Goals:
a - From the forum thread on browser date, time, and number inputs, print word for word the passage that begins at the words "In that case, it" and ends after "any reasonable way.".
b - Continue the forum thread on how browsers handle HTML date, time, and number inputs, starting after its last post.

Page excerpt:

This reminds me of another HTML input type that's really poorly implemented across browsers. Namely, date and time input fields.
In that case, it varies so much across browsers to be almost unusable. Some (like Firefox) don't seem to support the calendar aspect, some have a terrible calendar UI, some fallback to the device calendar UI, some let you select invalid dates despite greying them out and that's before you get to the actual data, how it's formatted or the lack of any events associated with the fields.
Honestly, it seems like today's browsers just can't seem to handle any of the newer input types in any reasonable way.
Not only date/datetime/time fields are broken. Also type=number does not work consistently across different locales and different browsers. Some don't let you type decimal comma.
Hi, I'm one of the engineers working on date/time fields [0] (you can see the design document for them here[1]) for Firefox.
We're on the way to support them and hopefully support them well.
Now, I also happen to be working on refactor of our Intl code, so I should be able to help with the number field being inconsistent.
If you can file a bug and prepare a minimized testcase, I'd be happy to fix it! :)
Hey @zbraniecki, thanks for the work you're doing. I use type=number cautiously for self-built tools for my own use, but so far have avoided it in production code. Thanks to your effort maybe someday I'll be able to use this 'for real'!
Also with type=number fields: some support showing a leading "0" while others don't. Seems like a small detail, but it all adds up to death by a thousand cuts and custom implementations of everything.
I think this is because its so difficult to support all the different options, like languages and different calendars ...but you're right: getting English + Gregorian consistently right would be a start!

Dataset records
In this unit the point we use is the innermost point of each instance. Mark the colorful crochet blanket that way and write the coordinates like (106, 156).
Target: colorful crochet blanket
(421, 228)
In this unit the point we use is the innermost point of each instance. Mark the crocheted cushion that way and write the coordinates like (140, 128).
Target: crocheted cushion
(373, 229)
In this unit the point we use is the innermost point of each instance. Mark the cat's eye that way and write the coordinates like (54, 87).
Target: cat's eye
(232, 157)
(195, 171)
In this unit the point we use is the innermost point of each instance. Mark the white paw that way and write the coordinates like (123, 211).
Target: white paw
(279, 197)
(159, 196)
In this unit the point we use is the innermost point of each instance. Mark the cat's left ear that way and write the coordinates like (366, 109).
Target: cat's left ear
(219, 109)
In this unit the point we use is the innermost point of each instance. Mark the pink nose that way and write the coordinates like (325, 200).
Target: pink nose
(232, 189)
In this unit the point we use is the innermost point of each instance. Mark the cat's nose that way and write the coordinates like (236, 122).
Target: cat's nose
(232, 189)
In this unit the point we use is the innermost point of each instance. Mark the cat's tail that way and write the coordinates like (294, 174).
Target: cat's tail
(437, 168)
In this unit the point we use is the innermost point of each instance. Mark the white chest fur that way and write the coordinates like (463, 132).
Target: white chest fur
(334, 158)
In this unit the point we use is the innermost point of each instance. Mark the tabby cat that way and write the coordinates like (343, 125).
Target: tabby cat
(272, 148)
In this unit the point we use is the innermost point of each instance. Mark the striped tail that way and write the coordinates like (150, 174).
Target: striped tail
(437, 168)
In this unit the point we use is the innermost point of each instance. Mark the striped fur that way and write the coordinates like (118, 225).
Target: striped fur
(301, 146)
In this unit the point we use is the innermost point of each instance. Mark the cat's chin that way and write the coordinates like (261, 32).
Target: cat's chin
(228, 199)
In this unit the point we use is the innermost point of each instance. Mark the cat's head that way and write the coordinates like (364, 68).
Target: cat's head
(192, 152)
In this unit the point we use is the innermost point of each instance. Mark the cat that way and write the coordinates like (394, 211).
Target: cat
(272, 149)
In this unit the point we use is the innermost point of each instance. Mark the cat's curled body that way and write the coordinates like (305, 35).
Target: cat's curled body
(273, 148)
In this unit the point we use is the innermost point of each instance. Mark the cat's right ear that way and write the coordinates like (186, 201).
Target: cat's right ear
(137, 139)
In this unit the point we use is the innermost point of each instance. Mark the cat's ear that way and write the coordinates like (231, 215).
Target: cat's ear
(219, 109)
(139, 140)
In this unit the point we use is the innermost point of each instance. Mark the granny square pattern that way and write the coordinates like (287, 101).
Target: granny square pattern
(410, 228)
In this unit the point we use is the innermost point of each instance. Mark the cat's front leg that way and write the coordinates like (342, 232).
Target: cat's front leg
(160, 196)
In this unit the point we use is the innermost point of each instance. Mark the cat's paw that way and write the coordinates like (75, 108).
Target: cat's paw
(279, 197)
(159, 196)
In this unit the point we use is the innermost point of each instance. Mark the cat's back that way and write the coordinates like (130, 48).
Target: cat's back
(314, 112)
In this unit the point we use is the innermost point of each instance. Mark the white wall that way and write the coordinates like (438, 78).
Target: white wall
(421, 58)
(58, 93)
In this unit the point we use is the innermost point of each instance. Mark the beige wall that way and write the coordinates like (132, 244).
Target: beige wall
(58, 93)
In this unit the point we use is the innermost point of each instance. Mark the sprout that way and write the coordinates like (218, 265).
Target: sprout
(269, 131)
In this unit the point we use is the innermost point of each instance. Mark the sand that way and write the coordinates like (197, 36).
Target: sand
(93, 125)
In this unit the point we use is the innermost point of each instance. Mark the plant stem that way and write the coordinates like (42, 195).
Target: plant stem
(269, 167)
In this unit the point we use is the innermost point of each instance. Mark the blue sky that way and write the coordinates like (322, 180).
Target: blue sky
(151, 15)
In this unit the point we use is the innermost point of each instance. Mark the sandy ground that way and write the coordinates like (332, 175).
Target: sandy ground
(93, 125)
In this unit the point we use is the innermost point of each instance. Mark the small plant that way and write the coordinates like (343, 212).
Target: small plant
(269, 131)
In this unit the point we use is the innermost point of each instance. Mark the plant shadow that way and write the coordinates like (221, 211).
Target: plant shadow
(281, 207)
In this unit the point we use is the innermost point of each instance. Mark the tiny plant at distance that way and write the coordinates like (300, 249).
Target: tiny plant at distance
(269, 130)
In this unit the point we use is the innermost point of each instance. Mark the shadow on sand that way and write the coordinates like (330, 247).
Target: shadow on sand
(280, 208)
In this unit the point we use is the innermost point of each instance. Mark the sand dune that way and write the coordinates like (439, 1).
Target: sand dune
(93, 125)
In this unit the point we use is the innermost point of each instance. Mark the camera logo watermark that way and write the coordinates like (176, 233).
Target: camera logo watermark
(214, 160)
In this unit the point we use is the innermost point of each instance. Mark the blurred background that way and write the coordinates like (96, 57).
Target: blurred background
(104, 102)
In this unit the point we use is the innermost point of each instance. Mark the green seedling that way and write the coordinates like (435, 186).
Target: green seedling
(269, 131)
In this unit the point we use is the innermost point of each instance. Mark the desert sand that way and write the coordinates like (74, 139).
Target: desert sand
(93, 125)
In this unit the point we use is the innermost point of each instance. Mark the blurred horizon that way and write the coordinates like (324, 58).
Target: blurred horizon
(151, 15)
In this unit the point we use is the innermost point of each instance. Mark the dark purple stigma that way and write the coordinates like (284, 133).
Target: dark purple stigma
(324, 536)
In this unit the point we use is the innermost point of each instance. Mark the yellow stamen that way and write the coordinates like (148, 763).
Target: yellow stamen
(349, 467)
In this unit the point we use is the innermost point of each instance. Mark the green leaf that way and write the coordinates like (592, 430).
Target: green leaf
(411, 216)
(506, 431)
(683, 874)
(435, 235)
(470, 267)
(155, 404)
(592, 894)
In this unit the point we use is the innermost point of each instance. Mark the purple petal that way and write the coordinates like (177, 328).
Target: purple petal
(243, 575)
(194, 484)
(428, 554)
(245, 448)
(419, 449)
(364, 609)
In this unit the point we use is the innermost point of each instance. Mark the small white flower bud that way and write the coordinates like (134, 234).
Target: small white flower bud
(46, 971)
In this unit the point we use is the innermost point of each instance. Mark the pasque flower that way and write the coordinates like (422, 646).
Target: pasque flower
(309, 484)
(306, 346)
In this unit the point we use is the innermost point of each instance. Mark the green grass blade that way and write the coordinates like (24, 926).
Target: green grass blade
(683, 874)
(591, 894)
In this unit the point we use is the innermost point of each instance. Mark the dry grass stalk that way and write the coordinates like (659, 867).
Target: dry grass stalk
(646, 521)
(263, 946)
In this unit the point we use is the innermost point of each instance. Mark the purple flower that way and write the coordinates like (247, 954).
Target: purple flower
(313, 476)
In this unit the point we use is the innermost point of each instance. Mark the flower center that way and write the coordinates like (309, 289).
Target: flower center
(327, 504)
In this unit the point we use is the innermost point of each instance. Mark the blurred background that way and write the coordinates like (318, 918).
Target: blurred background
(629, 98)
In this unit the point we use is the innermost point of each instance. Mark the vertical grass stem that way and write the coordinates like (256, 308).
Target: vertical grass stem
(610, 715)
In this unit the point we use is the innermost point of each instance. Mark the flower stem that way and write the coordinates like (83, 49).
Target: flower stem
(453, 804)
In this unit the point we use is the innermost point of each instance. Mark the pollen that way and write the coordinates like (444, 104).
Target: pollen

...

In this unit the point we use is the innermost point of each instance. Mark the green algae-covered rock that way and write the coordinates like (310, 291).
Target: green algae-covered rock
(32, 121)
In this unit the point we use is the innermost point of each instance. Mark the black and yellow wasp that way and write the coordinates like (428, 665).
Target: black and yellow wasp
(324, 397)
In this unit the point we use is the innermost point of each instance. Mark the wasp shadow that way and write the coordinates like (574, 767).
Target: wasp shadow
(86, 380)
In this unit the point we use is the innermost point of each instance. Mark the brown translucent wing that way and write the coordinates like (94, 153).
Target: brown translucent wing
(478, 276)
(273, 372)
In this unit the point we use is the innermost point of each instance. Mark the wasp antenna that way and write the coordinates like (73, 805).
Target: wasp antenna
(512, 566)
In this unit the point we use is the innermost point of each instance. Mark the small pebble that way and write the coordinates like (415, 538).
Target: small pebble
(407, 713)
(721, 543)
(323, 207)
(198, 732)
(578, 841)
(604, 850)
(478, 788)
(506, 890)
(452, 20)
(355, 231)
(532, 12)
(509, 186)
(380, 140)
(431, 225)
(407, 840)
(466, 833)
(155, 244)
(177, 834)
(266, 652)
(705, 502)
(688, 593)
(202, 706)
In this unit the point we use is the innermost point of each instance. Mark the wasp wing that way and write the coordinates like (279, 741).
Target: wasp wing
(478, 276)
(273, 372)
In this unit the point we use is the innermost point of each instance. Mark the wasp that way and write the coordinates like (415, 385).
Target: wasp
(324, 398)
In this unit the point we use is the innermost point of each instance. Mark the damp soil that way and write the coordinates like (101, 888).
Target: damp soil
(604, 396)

--

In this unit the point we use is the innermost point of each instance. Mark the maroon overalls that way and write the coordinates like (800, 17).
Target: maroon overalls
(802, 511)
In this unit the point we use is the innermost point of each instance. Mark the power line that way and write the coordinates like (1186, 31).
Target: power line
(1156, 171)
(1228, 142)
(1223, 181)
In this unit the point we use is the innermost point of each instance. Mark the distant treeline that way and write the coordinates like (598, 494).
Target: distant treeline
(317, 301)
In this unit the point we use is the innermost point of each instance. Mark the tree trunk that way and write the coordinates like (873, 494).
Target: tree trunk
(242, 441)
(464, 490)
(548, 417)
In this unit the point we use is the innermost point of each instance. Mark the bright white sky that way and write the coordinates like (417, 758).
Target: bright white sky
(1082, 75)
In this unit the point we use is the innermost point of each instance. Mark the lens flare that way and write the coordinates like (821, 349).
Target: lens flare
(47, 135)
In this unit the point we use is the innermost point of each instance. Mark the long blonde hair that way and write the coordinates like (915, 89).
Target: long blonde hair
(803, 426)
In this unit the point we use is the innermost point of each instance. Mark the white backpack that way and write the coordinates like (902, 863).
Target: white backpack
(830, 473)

Responses:
a -
In that case, it varies so much across browsers to be almost unusable. Some (like Firefox) don't seem to support the calendar aspect, some have a terrible calendar UI, some fallback to the device calendar UI, some let you select invalid dates despite greying them out and that's before you get to the actual data, how it's formatted or the lack of any events associated with the fields.
Honestly, it seems like today's browsers just can't seem to handle any of the newer input types in any reasonable way.

b -
I’ve got a version of Chrome here that, if you query with .value from JS the value of a datetime-local field, returns you a String in "MM/DD YYYY" format. Despite the user’s locale being de_DE.
I’ve also discovered one browser only supporting ISO8601, and another only support it if one removes the time section of it. Another only if you have a time section, but remove the time zone part at the end.
Surely you're not suggesting that the representation of the date that is returned by the browser should be locale-dependent? That would be a nightmare.
Well, it’d be less of a nightmare than returning it in a random locale!
At least when it’s locale-dependent I can use a look up table and parse it somehow, but getting it back in MM/DD YYYY?
I’d love to just get ISO8601 ideally, btw, but who knows if that will ever happen.
(Also, you should check out Microsoft Excel, its date type and CSV converter are both locale-dependent. Locale of the program opening the file, not the file itself. A file created in de_DE will be unusable in en_US)
So Date type, then, but if we're talking input fields, they're also meant to be used with forms submitted without all that JavaScript cruft on top. So if you have to convert the date input to text for sending (or direct retrieval in code), I'd say just stick to ISO. Why? Because it's a standard.
That could be a reasonable default, but you need to give the programmer control over the format, or else everyone will keep using JS-powered replacements.
User agents may transform the value for display
and editing; in particular, user agents should
convert punycode in the value to IDN in the
display and vice versa.
ie you're supposed to be able to type human-readable addresses but they're converted to punycode for submission, because that's what the server will need in order to use the address. The regexp is used to validate the punycode not what the user types.
"they're converted to punycode for submission, because that's what the server will need in order to use the address"
I disagree with that. Neither the client nor the server need to know anything about punycode. The only time punycode is required is at the very last moment when it comes time to actually send an email to that address. Whether it's the email sending library or the mail server it's self, it doesn't matter.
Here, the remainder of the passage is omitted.